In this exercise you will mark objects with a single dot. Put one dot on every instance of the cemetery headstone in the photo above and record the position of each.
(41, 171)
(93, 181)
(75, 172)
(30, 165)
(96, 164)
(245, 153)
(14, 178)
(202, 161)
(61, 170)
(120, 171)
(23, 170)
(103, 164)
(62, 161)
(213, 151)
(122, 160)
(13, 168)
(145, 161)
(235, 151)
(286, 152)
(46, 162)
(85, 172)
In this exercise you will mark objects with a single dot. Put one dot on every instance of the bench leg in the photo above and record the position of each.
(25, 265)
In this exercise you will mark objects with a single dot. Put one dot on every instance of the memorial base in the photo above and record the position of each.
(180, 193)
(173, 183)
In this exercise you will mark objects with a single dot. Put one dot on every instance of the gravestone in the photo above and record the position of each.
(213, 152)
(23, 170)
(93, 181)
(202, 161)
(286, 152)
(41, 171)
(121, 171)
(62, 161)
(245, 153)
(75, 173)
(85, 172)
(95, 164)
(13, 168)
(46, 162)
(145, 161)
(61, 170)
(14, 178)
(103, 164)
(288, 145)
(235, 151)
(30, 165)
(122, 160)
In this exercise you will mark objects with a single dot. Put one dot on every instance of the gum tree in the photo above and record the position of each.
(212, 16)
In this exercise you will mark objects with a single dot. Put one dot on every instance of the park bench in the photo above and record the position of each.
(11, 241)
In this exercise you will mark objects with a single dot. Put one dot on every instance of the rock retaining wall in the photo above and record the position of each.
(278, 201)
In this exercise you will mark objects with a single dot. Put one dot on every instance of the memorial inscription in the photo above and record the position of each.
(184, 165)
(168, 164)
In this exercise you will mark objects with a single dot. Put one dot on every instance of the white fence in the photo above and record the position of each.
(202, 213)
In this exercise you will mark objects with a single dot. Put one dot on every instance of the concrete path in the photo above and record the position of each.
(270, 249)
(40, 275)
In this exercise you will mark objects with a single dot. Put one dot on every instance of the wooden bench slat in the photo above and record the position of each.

> _Problem details_: Return all of the data word for word.

> _Task solution_:
In this exercise you will mark objects with a single dot. Put one dot on every instance of the cemetery headstone in the photo above and record the position of each.
(41, 171)
(93, 181)
(75, 172)
(30, 165)
(96, 164)
(245, 153)
(14, 178)
(202, 161)
(61, 170)
(120, 171)
(23, 170)
(103, 164)
(62, 161)
(213, 151)
(122, 160)
(13, 168)
(145, 161)
(235, 151)
(286, 152)
(46, 162)
(85, 172)
In this exercise you will mark objects with a single dot. Put one dot on every instance of the bench leg in the photo above and record the position of each.
(25, 265)
In this exercise you will mark objects with a single dot. Put one dot on every instance of the memorial base in the photo above and record the position of each.
(180, 193)
(173, 183)
In this exercise you will mark objects with a single dot. Put one dot on every instance of the gravestone in the photo above and record the position of each.
(213, 152)
(23, 170)
(93, 181)
(202, 161)
(286, 152)
(41, 171)
(121, 171)
(62, 161)
(245, 153)
(75, 173)
(85, 172)
(95, 164)
(13, 168)
(46, 162)
(145, 161)
(61, 170)
(14, 178)
(103, 164)
(288, 145)
(235, 151)
(30, 165)
(122, 160)
In this exercise you will mark objects with a single dot. Put one dot on every instance of the gum tree in the photo above and record the position of each.
(212, 16)
In this exercise you will mark objects with a single dot. Put one dot on every instance of the park bench in the photo above and record the position of each.
(11, 241)
In this exercise you will mark objects with a single dot. Put one dot on every instance of the rock retaining wall in the photo above and record the position of each.
(278, 201)
In this exercise you will mark objects with a single dot. Put one dot on every instance of the memorial inscription in the photo above and record the position of each.
(184, 165)
(168, 164)
In this exercise you will mark objects with a single dot. Put one dot on every instance of the white fence in the photo above and record the position of each.
(202, 213)
In this exercise you will mark objects with a single dot. Put one dot on every instance of the concrete path in the photo above and record the position of each.
(270, 249)
(40, 275)
In this exercise you will mark objects with a single dot. Put one dot on every instance of the wooden bench slat in the photo above and record the position of each.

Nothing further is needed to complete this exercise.